### Exercise description
Copy out all of the items below, substituting "widest part" for each occurrence of "thickest part" and leaving everything else as it is.

### Task material
=======

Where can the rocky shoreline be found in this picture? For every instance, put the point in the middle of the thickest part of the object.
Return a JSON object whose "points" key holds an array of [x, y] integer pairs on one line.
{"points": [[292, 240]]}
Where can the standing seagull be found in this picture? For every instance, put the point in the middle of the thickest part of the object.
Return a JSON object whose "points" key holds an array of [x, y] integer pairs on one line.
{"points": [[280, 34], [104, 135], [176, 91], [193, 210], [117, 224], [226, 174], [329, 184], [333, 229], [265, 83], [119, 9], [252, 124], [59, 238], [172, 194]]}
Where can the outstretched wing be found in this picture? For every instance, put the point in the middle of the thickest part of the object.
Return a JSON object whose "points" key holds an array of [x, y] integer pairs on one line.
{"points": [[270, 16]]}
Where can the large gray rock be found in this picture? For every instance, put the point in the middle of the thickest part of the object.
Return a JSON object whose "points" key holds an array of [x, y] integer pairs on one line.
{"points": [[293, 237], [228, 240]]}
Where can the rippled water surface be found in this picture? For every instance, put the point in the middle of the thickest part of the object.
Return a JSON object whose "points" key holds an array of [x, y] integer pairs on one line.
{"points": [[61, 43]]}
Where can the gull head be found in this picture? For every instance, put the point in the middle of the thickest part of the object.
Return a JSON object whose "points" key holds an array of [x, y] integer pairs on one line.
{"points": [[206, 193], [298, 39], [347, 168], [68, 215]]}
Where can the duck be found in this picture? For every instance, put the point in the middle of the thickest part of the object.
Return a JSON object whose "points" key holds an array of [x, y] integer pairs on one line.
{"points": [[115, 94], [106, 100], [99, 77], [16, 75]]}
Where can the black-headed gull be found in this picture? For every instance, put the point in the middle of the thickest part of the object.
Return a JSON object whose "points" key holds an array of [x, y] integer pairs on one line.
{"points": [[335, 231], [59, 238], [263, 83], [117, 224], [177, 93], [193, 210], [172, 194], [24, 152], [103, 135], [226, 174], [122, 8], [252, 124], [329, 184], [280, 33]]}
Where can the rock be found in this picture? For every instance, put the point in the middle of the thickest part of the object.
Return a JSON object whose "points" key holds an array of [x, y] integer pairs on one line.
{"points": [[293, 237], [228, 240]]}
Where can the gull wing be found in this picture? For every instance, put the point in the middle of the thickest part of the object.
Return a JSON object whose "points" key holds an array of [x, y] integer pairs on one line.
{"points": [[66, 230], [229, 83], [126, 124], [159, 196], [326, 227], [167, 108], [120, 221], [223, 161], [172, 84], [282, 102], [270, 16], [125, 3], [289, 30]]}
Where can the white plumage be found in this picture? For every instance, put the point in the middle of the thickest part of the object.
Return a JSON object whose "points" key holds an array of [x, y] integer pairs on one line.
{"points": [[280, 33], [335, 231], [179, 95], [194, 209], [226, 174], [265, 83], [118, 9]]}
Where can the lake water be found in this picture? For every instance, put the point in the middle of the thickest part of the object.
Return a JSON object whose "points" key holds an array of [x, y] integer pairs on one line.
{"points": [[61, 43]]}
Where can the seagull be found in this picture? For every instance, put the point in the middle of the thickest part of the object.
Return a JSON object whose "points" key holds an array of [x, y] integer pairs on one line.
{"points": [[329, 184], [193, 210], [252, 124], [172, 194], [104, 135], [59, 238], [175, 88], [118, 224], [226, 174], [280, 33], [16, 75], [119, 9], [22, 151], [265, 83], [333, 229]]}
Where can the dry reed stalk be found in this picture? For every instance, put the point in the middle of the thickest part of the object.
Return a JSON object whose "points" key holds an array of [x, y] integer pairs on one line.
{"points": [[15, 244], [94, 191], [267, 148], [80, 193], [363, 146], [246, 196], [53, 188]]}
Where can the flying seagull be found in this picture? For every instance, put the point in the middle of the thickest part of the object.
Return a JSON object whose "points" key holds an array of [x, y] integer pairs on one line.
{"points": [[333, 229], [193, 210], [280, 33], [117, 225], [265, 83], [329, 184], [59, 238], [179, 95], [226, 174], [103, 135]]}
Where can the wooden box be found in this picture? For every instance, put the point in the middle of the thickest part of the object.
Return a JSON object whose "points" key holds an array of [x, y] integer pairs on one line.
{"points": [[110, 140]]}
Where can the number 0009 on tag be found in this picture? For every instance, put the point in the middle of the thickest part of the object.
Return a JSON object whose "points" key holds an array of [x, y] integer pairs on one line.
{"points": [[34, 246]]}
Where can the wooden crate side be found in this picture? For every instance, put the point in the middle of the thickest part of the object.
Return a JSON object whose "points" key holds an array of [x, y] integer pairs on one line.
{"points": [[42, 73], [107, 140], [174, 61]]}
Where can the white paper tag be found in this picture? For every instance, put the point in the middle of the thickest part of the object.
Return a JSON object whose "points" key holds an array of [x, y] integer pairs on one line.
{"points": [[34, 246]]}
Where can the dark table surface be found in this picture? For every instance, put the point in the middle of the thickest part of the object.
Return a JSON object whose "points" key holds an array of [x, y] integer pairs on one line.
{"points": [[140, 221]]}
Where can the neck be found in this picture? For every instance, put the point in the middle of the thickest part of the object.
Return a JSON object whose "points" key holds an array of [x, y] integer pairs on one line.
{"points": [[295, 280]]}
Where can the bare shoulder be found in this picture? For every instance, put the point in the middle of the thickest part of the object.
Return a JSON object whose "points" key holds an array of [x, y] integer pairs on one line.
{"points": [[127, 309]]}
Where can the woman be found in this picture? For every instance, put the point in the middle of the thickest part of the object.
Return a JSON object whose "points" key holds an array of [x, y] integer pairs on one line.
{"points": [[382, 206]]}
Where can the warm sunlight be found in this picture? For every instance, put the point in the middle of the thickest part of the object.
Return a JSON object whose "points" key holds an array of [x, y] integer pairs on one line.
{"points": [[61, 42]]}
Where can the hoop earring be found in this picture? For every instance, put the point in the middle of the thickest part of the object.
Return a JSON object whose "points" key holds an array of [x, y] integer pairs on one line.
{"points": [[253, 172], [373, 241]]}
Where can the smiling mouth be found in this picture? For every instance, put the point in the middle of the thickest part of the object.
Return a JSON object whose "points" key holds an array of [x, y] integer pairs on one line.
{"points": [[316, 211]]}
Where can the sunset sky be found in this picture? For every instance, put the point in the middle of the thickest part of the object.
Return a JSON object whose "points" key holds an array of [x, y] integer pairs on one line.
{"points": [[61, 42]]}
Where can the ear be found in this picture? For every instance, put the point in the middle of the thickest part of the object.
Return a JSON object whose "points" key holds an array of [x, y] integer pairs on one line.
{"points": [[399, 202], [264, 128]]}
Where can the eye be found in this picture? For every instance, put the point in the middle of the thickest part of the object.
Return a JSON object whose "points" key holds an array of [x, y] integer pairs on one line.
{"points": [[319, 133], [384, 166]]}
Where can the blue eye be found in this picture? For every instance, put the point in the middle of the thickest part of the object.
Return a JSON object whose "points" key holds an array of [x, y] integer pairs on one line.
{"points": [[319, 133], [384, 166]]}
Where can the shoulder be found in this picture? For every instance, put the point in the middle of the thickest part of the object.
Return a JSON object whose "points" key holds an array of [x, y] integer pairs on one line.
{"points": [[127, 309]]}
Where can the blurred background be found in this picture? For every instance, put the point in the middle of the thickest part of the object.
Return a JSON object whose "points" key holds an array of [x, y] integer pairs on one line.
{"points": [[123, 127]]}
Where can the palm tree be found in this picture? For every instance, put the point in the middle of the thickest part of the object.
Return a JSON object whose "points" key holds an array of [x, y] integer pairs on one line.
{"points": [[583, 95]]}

=======

### Expected answer
Where can the rocky shoreline be found in this picture? For every instance, put the point in the middle of the widest part of the object.
Return a JSON object whose "points" key holds an array of [x, y] integer pairs on one line.
{"points": [[292, 240]]}
Where can the standing seagull be found in this picture? For every instance, put the point in the middle of the widest part of the object.
Return a JSON object whose "points" key holds an array of [x, y] integer pairs on one line.
{"points": [[280, 34], [104, 135], [176, 91], [193, 210], [117, 224], [226, 174], [329, 184], [333, 229], [265, 83], [119, 9], [252, 124], [59, 238], [172, 194]]}
Where can the outstretched wing be found in this picture? For every instance, put the point in the middle of the widest part of the object.
Return a JSON object whose "points" key holds an array of [x, y] integer pairs on one line.
{"points": [[270, 16]]}
Where can the large gray rock be found in this picture? For every instance, put the point in the middle of the widest part of the object.
Return a JSON object whose "points" key holds an array of [x, y] integer pairs on one line.
{"points": [[293, 237], [228, 240]]}
Where can the rippled water surface be found in this picture? For every instance, put the point in the middle of the widest part of the object.
Return a JSON object whose "points" key holds an array of [x, y] integer pairs on one line.
{"points": [[61, 43]]}
Where can the gull head be found in this picture? For every instance, put the point in the middle of the widest part of the object.
Return a JSON object whose "points" key holds an array of [x, y] integer pairs on one line.
{"points": [[206, 193], [298, 39], [347, 168], [68, 215]]}
Where can the duck be found in this picture? For every instance, put the point in the middle of the widest part of the object.
Return a JSON object whose "points" key holds an array of [x, y] integer pairs on one line.
{"points": [[115, 94], [106, 100], [99, 77], [16, 75]]}
Where can the black-headed gull be found in this picture? For every instance, put the point in the middle of the widest part of the object.
Return a JSON object whose "points" key holds an array of [x, y] integer pairs on one line.
{"points": [[335, 231], [59, 238], [263, 83], [117, 224], [177, 93], [193, 210], [172, 194], [24, 152], [103, 135], [226, 174], [122, 8], [252, 124], [329, 184], [280, 33]]}
Where can the rock be found in this picture? For every instance, put the point in the middle of the widest part of the object.
Return a JSON object whose "points" key holds an array of [x, y] integer pairs on one line.
{"points": [[293, 237], [228, 240]]}
Where can the gull wing be found in this picture? For every instance, put the point in the middle of the widest part of the object.
Return a JSON object whose "points" key holds an array of [x, y] integer pairs on one line.
{"points": [[66, 230], [229, 83], [126, 124], [159, 196], [326, 227], [167, 108], [120, 221], [223, 161], [172, 84], [282, 102], [270, 16], [125, 3], [289, 30]]}
Where can the white plumage be found in this picture? For every instance, put the point in the middle of the widest part of the object.
Return a JSON object whose "points" key holds an array of [x, y] integer pairs on one line.
{"points": [[280, 33], [335, 231], [179, 95], [194, 209], [226, 174], [265, 83], [118, 9]]}
Where can the lake water be found in this picture? For every instance, put the point in the middle of the widest part of the object.
Return a JSON object whose "points" key holds an array of [x, y] integer pairs on one line.
{"points": [[61, 43]]}
Where can the seagull be found in this picture? For every instance, put the point in the middle of the widest part of the object.
Return a JSON object whose "points" key holds an array of [x, y] integer pairs on one line.
{"points": [[329, 184], [193, 210], [252, 124], [172, 194], [104, 135], [59, 238], [175, 88], [118, 224], [226, 174], [280, 33], [16, 75], [119, 9], [22, 151], [265, 83], [333, 229]]}
Where can the dry reed stalk be found in this picture? For every instance, put the point in the middle of the widest part of the object.
Return a JSON object whose "points" key holds an array of [x, y] integer pairs on one line.
{"points": [[15, 244], [94, 191], [267, 148], [80, 193], [363, 146], [246, 196], [53, 188]]}
Where can the flying seagull be found in this picture? For every instance, put the point in the middle of the widest part of the object.
Return a JSON object whose "points" key holds an array of [x, y] integer pairs on one line.
{"points": [[333, 229], [193, 210], [280, 33], [117, 225], [265, 83], [329, 184], [59, 238], [179, 95], [226, 174], [103, 135]]}
Where can the wooden box be found in this picture? For every instance, put the point in the middle of the widest part of the object.
Return a JSON object whose "points" key holds an array of [x, y] integer pairs on one line.
{"points": [[110, 140]]}
Where can the number 0009 on tag be found in this picture? For every instance, put the point in the middle of the widest part of the object.
Return a JSON object whose "points" key holds an array of [x, y] integer pairs on one line.
{"points": [[34, 246]]}
Where can the wooden crate side be found in this picture? For every instance, put the point in the middle of the widest part of the object.
Return a JSON object whose "points" key holds an array of [x, y] integer pairs on one line.
{"points": [[42, 73], [107, 140], [174, 61]]}
Where can the white paper tag be found in this picture? For every instance, put the point in the middle of the widest part of the object.
Return a JSON object whose "points" key holds an array of [x, y] integer pairs on one line.
{"points": [[34, 246]]}
Where can the dark table surface be found in this picture? For every instance, put the point in the middle of the widest part of the object.
Return a JSON object whose "points" key holds an array of [x, y] integer pairs on one line.
{"points": [[140, 221]]}
Where can the neck be found in this picture? For every instance, put the point in the middle of the widest part of the object.
Return a JSON object whose "points" key holds an array of [x, y] integer pairs on one line.
{"points": [[295, 280]]}
Where can the bare shoulder be found in this picture? For every instance, put the point in the middle of the widest part of the object.
Return a JSON object whose "points" key holds an array of [x, y] integer pairs on one line.
{"points": [[127, 309]]}
Where can the woman be found in this picture? For every instance, put the point in the middle of the widest part of the object.
Return a JSON object whose "points" key holds an array of [x, y] integer pairs on one line.
{"points": [[382, 206]]}
Where can the warm sunlight be found in this picture? For every instance, put the point in the middle of the widest part of the object.
Return a JSON object whose "points" key holds an array of [x, y] integer pairs on one line.
{"points": [[61, 42]]}
Where can the hoop earring be found in this picture? For every instance, put the point in the middle of the widest part of the object.
Return a JSON object whose "points" key holds an array of [x, y] integer pairs on one line.
{"points": [[253, 172], [373, 241]]}
Where can the smiling mouth be found in this picture? For every instance, put the point in the middle of the widest part of the object.
Return a JSON object whose "points" key holds an array of [x, y] integer pairs on one line.
{"points": [[316, 211]]}
Where can the sunset sky be found in this picture? For every instance, put the point in the middle of the widest part of the object.
Return a JSON object whose "points" key holds an array of [x, y] integer pairs on one line.
{"points": [[61, 42]]}
Where can the ear be found in this picture? For every instance, put the point in the middle of the widest part of the object.
Return a JSON object whose "points" key holds an array of [x, y] integer pairs on one line.
{"points": [[399, 202], [264, 128]]}
Where can the eye be found in this picture? For every instance, put the point in the middle of the widest part of the object.
Return a JSON object whose "points" key holds an array of [x, y] integer pairs on one line.
{"points": [[319, 133], [384, 166]]}
Where can the blue eye be found in this picture? For every instance, put the point in the middle of the widest part of the object.
Return a JSON object whose "points" key holds an array of [x, y] integer pairs on one line.
{"points": [[319, 133], [384, 166]]}
Where can the shoulder be found in this picture? For every instance, put the point in the middle of the widest part of the object.
Return a JSON object whose "points" key holds an array of [x, y] integer pairs on one line.
{"points": [[127, 309]]}
Where can the blurred background be found in this picture? For every instance, put the point in the middle of the widest part of the object.
Return a JSON object whose "points" key holds an array of [x, y] integer pairs on one line.
{"points": [[123, 127]]}
Where can the palm tree be found in this picture? For every instance, put the point in the middle of the widest part of the object.
Return a JSON object whose "points" key holds an array of [x, y] integer pairs on one line.
{"points": [[583, 95]]}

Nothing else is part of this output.